Grandes marcas de calçado desportivo desviam encomendas da Ásia para Portugal
Dificuldades logísticas, subida dos custos de transporte e tendência para cadeias de abastecimento mais curtas fazem disparar procura da indústria portuguesa para a produção de calçado desportivo.
A indústria portuguesa está a ter uma “procura brutal” por parte de grandes clientes americanos, franceses, italianos, alemães ou suecos no segmento do calçado desportivo e que se tem feito sentir sobretudo na zona de Felgueiras, que está especializada neste tipo de produção, com o presidente da associação do setor (APICCAPS) a falar de uma “deslocalização nítida da China e de outros países asiáticos”.
Em declarações ao ECO, Luís Onofre sublinha que este desvio das encomendas é provocado “não só pelas circunstâncias da pandemia” de Covid-19, que estão a levar muitas marcas a optar pelo fornecimento mais próximo (nearshoring) para encurtar a cadeia de abastecimento aos mercados europeus, como pelo aumento do preço e as atuais complicações na área logística e dos transportes.

▶ _Exercícios propostos_
1/ Responda às perguntas seguintes com base no texto sobre calçado desportivo.
(a) Em que zona se tem feito sentir sobretudo a procura?
(b) A que órgão fez Luís Onofre as declarações citadas?
(c) Que termo em inglês designa o fornecimento mais próximo?
2/ Transcreva do texto sobre calçado desportivo o trecho que começa em "A indústria portuguesa está" e termina em "e dos transportes.".
3/ Prossiga o texto sobre calçado desportivo a partir da última frase apresentada.

▶ _Registos de dados_
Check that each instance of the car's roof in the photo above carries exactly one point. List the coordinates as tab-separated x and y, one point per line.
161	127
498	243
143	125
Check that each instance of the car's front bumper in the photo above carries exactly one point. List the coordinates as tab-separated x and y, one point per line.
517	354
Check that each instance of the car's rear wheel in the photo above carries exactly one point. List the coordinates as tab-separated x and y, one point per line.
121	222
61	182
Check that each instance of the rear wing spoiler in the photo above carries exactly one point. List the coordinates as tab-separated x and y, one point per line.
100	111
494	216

==

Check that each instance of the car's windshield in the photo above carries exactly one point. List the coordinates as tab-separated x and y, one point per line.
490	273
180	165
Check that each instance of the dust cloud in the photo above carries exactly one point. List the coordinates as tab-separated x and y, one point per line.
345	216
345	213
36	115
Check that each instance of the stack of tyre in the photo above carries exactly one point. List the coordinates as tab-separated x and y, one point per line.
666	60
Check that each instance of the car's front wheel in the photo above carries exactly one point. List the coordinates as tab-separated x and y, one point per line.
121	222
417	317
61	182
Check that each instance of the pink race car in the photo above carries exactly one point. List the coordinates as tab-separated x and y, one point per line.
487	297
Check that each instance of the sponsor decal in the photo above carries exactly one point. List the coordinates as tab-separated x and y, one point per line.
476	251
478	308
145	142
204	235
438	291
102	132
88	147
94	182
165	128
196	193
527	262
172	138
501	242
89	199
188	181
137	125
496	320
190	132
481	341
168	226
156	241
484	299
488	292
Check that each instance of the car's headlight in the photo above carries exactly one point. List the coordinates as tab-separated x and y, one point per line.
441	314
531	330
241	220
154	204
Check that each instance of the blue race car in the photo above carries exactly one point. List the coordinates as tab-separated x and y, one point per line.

...

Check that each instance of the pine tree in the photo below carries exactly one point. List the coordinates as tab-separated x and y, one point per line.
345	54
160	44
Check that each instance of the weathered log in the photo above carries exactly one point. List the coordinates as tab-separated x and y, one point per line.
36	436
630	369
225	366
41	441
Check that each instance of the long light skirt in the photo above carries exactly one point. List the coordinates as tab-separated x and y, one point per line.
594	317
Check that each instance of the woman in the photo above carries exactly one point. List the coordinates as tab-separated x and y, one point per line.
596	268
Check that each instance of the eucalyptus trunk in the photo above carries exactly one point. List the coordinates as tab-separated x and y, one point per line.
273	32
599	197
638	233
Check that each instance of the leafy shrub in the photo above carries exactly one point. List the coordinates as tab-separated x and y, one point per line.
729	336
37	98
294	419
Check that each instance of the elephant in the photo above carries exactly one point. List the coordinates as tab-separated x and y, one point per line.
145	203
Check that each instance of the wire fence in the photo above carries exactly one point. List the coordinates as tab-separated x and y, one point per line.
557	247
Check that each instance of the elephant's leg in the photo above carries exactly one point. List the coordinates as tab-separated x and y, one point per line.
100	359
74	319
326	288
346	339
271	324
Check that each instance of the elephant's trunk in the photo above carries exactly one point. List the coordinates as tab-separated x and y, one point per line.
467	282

▶ _Respostas aos exercícios_
1/
(a) Na zona de Felgueiras.
(b) Ao ECO.
(c) Nearshoring.

2/
A indústria portuguesa está a ter uma “procura brutal” por parte de grandes clientes americanos, franceses, italianos, alemães ou suecos no segmento do calçado desportivo e que se tem feito sentir sobretudo na zona de Felgueiras, que está especializada neste tipo de produção, com o presidente da associação do setor (APICCAPS) a falar de uma “deslocalização nítida da China e de outros países asiáticos”.
Em declarações ao ECO, Luís Onofre sublinha que este desvio das encomendas é provocado “não só pelas circunstâncias da pandemia” de Covid-19, que estão a levar muitas marcas a optar pelo fornecimento mais próximo (nearshoring) para encurtar a cadeia de abastecimento aos mercados europeus, como pelo aumento do preço e as atuais complicações na área logística e dos transportes.

3/
“Os custos que acarretam são enormíssimos e compensa produzir na Europa. É um segmento [casual] que está a começar a voltar. (…) Há uma procura de Portugal pela qualidade, pela rapidez da entrega, pelas circunstâncias atuais. Porque hoje em dia os prazos para as entregas têm de ser mais curtos e cada vez mais a moda é efémera. E Portugal consegue fazer tanto séries pequenas como grandes produções”, descreve o empresário.
No caso da Darita, que trabalha sobretudo em regime de private label e exporta 90% dos artigos para países como os Países Baixos, a Alemanha, o Reino Unido ou a França, é precisamente essa transferência de produção dos países do Oriente para Portugal que faz com que as vendas estejam já a superar os registos anteriores à pandemia. Filipe Mora conta ao ECO que tem “casos de clientes que faziam cá 10% e 90% no outro lado, e agora estão a passar para cá 50%” devido ao acréscimo de custos nesses mercados mais longínquos.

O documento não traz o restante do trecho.